The problem: Pick up the passage on Walker Lake and Mineral County from where it stops, and continue it.

With the ammunitions plant downsizing and several mines shutting down, residents worry that Mineral County, already one of the poorest counties in Nevada, might go bankrupt if the lake’s fish die. Pickup trucks sport “Save Walker Lake” bumper stickers, and a poster in a shop window describes how to sew a square for a “Save Our Lake” quilt.

Records show that about 4,200 out-of-town fishers flock to Walker Lake each year. That is more than half the population of Mineral County, which has about 6,600 residents.

“If the fish die,” said Mineral County Commissioner Herman Staat, “that would really hurt because we get quite a few people from other states for fishing. They buy lures, fishing licenses, gas for their boat, fill up the motels, and it all gives a boost to the economy. We would really feel it.”


The Walker River originates with two forks in the Eastern Sierra of California that join near Yerington, Nev., in Lyon County, one of the state’s prime agricultural regions, before winding into Mineral County to the east. Over the years, courts have overallocated Walker River water to farmers and ranchers in California, Nevada and the Paiute Indian reservation just north of Walker Lake.

Even in above-average rainfall years, the river system often does not hold enough water to satisfy all of the legal water rights held by ranchers and farmers. During the last seven years of mostly drought, virtually all the water was diverted, with none reaching the lake except for a small amount last year from the settlement of an unrelated lawsuit.

Data excerpts:

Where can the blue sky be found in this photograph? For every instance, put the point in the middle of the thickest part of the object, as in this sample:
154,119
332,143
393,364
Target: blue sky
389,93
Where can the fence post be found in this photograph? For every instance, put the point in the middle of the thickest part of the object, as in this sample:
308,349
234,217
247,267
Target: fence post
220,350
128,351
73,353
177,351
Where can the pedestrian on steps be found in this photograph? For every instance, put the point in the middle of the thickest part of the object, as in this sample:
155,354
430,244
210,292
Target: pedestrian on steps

Result of this exercise:
According to studies cited by Sevon, about 137,000 acre-feet of water per year is the minimum amount needed to keep Walker Lake’s level from dropping lower. That represents more than a third of the average annual flow at the upper end of the river.

Members of the Hawthorne citizens group do not dispute the legal water rights of the upstream farmers and ranchers, but some members accuse them of wasting water or expanding operations at the expense of the lake. They cite a Nevada law under which water rights can be lost if water is not used within a certain period, which they say encourages waste.

“We believe that there are compromises that could be reached where they could divert water in Lyon County and still provide water for the lake,” said Louis Thompson, chairman of the Walker Lake Working Group. “It would be much more desirable to reach a negotiated settlement, but we are prepared to go to court. We are bound and determined to get more water into the lake.”

Some group members complained that all the political and economic clout lies upstream in Lyon County, noting that one of their state representatives is the Nevada Assembly Speaker, Joseph Dini of Yerington, who has opposed efforts to provide more water for the lake. Among those who own ranches or farms along the Walker River are some of Nevada’s wealthy, including hotel executive Barron Hilton and Sparks, Nev., casino owner John Ascuaga.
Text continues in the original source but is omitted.